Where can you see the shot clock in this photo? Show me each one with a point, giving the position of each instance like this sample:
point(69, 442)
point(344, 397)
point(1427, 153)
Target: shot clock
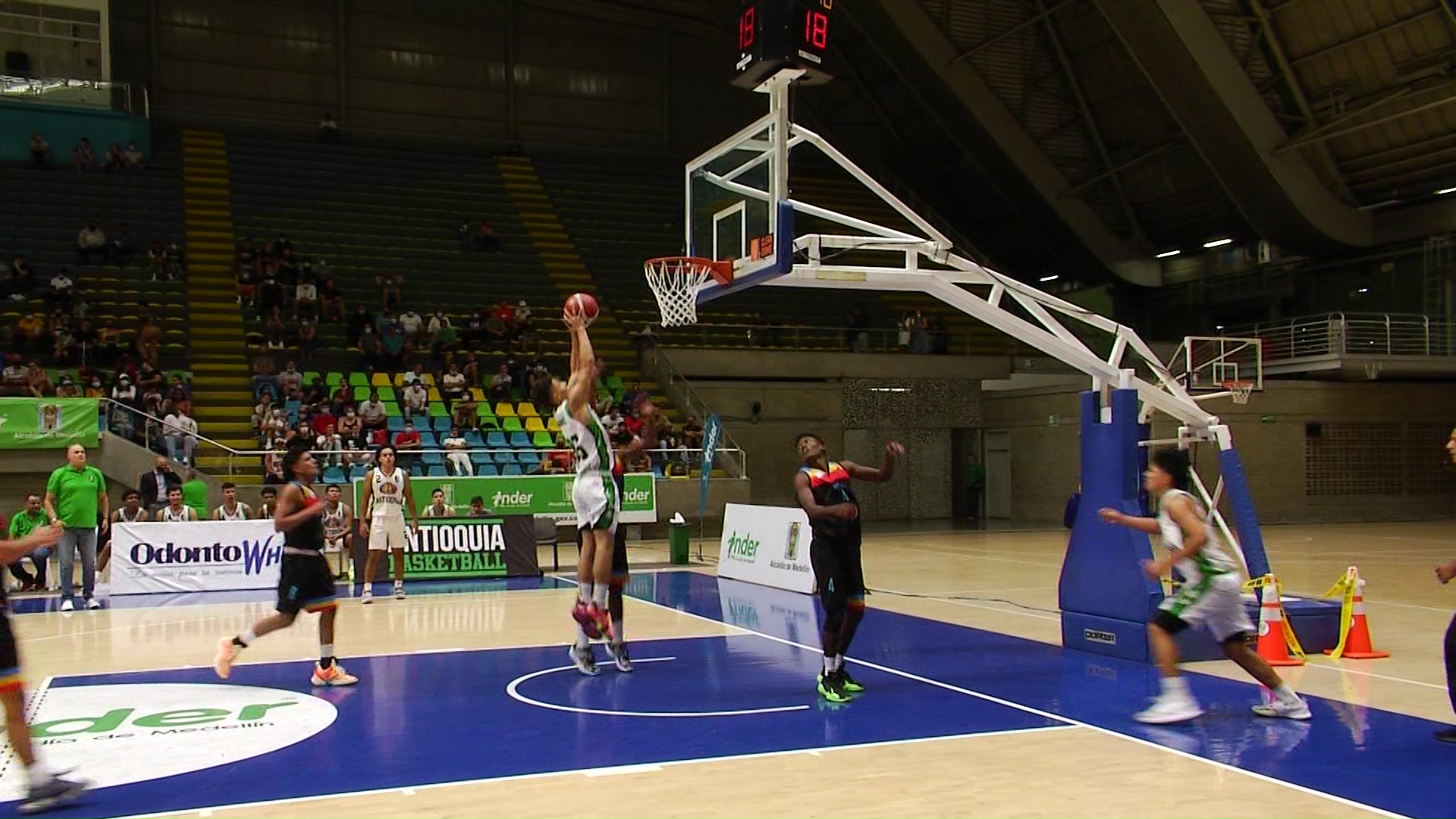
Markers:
point(785, 34)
---
All lines of the listing must be given again exactly, excluding the pictures.

Answer to this task:
Where can you see the shot clock in this photo? Show me each one with a point, giving the position of each instance like this sample:
point(69, 442)
point(344, 397)
point(1427, 153)
Target: shot clock
Markers:
point(785, 34)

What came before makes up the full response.